### TASK REQUIREMENTS
Copy exactly the lines from the one containing "Please mark the papery" through the last line of the records, both included, and nothing more.

### AVAILABLE RECORDS
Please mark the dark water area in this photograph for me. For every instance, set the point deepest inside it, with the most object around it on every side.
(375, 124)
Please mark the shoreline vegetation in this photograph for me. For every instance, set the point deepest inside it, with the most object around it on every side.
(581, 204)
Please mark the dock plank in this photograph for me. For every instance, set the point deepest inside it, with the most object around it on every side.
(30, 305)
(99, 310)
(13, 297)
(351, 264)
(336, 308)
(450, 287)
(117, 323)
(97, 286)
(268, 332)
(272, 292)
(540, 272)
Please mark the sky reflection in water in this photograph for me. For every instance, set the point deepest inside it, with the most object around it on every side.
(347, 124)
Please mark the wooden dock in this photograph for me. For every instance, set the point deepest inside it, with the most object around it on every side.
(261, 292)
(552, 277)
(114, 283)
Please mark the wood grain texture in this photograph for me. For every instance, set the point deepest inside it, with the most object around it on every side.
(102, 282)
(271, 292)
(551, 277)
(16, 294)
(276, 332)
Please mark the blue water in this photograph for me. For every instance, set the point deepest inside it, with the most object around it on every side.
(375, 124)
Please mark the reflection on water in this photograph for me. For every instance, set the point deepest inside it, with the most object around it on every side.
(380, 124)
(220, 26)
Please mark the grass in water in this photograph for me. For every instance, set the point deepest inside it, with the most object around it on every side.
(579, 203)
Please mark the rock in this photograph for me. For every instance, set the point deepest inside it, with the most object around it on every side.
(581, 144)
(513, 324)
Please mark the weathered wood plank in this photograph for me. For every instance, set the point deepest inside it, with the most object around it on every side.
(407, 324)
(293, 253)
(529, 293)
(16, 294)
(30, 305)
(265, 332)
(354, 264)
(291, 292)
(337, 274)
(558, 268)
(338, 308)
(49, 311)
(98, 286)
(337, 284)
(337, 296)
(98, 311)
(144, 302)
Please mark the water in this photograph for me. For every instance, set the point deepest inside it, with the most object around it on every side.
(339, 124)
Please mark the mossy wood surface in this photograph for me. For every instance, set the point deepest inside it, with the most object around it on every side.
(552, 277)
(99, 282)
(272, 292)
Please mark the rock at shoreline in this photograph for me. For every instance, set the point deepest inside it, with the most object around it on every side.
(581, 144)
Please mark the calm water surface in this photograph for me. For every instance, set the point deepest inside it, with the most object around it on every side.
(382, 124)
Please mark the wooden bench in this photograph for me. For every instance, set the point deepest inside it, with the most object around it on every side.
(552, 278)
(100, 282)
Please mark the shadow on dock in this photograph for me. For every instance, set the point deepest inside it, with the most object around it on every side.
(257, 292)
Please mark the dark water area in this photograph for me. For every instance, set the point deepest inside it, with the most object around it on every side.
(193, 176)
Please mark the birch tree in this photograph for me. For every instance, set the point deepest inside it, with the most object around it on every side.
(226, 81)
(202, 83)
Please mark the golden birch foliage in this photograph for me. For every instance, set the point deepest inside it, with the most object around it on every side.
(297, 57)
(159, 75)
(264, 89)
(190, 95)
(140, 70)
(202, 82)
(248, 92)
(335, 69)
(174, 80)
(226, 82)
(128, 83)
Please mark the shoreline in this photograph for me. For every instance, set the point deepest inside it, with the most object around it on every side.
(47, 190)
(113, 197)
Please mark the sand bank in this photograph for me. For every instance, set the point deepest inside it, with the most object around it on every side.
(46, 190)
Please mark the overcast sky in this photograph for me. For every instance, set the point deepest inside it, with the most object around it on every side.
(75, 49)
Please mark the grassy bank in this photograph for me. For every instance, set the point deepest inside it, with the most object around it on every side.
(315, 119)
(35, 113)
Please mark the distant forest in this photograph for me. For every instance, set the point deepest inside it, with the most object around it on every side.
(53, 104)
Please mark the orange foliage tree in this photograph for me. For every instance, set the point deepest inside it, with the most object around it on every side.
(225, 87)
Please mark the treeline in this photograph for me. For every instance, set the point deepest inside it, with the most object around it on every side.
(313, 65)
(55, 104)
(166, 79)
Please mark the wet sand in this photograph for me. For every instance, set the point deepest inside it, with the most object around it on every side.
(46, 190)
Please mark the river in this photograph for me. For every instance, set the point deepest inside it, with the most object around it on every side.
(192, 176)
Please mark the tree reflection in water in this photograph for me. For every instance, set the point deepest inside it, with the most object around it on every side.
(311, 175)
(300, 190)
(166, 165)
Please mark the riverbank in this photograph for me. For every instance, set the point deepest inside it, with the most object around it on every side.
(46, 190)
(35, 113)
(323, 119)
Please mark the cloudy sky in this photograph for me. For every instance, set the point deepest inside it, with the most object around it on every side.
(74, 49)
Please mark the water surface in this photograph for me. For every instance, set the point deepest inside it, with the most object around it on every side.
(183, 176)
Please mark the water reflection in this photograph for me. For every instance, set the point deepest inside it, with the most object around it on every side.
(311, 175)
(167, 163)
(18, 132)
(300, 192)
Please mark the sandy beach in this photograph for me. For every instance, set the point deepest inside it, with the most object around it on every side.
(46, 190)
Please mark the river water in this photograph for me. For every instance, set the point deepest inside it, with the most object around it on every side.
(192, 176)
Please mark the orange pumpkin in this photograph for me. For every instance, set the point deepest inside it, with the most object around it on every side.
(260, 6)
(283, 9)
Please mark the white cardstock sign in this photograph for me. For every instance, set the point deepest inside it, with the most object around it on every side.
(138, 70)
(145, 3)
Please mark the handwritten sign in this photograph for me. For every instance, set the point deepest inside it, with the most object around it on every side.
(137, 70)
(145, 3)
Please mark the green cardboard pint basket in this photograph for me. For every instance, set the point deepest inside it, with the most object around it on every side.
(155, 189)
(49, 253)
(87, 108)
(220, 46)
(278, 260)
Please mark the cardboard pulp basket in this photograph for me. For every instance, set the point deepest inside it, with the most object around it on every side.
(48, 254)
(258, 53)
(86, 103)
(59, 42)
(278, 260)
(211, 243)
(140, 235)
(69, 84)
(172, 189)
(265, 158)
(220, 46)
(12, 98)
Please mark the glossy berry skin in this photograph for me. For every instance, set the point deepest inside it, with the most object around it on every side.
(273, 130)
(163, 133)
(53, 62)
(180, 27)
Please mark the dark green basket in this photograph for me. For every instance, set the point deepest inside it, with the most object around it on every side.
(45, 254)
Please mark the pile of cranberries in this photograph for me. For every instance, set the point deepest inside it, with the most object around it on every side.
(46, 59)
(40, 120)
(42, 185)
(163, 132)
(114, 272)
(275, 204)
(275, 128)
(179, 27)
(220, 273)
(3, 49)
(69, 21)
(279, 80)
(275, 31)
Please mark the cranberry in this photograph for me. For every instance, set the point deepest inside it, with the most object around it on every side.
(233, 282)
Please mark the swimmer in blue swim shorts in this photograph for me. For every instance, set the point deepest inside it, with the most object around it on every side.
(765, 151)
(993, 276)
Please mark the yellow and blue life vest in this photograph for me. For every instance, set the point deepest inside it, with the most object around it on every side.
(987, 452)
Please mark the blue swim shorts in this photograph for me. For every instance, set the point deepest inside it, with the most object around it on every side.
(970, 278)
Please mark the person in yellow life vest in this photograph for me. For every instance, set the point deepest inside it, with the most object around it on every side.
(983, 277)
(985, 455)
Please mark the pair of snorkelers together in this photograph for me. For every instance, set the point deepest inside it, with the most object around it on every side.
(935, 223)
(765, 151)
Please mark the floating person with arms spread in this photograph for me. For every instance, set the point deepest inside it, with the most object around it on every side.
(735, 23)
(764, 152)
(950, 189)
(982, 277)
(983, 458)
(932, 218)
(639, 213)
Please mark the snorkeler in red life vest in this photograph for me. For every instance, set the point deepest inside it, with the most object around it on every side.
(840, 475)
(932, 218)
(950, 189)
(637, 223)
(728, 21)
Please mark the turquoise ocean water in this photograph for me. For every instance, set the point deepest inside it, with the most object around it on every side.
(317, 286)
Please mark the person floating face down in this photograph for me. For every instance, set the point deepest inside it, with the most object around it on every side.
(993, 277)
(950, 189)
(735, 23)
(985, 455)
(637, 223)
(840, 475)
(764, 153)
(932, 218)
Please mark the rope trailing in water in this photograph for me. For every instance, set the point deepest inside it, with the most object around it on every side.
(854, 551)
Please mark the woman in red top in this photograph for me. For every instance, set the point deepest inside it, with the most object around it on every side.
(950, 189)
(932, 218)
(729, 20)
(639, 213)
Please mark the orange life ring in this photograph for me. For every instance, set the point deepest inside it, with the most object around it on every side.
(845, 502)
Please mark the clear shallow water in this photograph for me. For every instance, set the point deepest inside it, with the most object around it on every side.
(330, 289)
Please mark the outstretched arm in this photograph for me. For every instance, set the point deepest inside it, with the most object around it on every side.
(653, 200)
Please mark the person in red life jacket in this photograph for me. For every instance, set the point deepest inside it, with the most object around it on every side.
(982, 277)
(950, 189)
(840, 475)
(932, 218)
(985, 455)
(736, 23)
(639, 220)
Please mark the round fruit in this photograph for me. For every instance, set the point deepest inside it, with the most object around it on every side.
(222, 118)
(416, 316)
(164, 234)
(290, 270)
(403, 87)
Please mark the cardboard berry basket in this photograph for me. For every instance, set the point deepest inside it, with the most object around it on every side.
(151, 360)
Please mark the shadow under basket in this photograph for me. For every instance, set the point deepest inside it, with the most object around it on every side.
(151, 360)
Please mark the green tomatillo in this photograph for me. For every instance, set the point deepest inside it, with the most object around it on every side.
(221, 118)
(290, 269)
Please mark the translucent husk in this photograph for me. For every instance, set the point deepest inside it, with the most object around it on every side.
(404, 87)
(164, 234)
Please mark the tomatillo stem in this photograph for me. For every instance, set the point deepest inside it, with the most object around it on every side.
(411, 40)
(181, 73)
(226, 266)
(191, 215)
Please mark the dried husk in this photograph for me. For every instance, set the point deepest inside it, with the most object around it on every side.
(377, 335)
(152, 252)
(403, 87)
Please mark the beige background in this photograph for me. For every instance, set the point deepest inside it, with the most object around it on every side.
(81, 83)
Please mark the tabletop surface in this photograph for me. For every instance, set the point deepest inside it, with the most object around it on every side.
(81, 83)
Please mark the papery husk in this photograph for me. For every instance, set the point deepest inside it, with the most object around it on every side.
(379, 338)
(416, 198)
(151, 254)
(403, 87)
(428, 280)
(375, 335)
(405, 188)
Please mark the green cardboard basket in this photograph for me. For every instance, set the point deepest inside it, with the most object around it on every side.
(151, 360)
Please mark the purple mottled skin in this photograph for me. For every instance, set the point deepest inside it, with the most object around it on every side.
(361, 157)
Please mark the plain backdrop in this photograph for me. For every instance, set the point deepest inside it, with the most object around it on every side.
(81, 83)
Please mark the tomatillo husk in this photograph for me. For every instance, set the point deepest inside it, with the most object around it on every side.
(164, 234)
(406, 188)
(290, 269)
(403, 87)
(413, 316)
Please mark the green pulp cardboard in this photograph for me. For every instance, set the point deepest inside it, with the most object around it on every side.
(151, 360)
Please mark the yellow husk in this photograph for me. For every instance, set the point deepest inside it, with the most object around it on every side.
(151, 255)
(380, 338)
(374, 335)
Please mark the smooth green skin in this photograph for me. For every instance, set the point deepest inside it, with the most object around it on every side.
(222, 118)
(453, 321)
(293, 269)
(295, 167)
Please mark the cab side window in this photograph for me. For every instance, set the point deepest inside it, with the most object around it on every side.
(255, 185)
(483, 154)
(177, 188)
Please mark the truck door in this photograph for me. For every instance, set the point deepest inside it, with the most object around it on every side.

### ANSWER TO THIS PROBLEM
Please mark the papery husk in this photograph for me. For every instance, set the point deepest inside it, with the most object around it on every side.
(379, 338)
(416, 198)
(151, 254)
(403, 87)
(428, 280)
(375, 335)
(405, 188)
Please mark the green cardboard basket in this photograph for me. For every instance, set the point deepest inside it, with the most object around it on every side.
(151, 360)
Please mark the purple mottled skin in this photograph for me. For every instance, set the point deepest inside it, with the most object around it on every side.
(361, 157)
Please mark the plain backdrop in this photograph for me. For every instance, set the point deepest inside it, with the most object around it on every side.
(81, 83)
Please mark the tomatillo husk in this photograph for me. For every instance, set the point deepest inside it, with the most object around it on every side.
(164, 234)
(406, 188)
(290, 269)
(403, 87)
(413, 316)
Please mark the green pulp cardboard in this photograph for me. For every instance, set the point deepest inside it, with the most object around it on every side.
(151, 360)
Please mark the yellow husk in this photograph for me. For every instance, set the point deepest inside it, with the most object around it on every side.
(151, 255)
(380, 338)
(374, 335)
Please mark the smooth green skin in this photograph for me. For every instance, set the point deepest inside it, with the most object around it on every side.
(222, 118)
(453, 321)
(293, 269)
(295, 167)
Please mark the cab side window in this photograph for me. For every instance, set the point deepest inside it, with the most object around it on every side.
(255, 185)
(483, 154)
(177, 188)
Please mark the truck door in this photograph for me. For every instance, set the point deepest inside it, with the most object around it on every side.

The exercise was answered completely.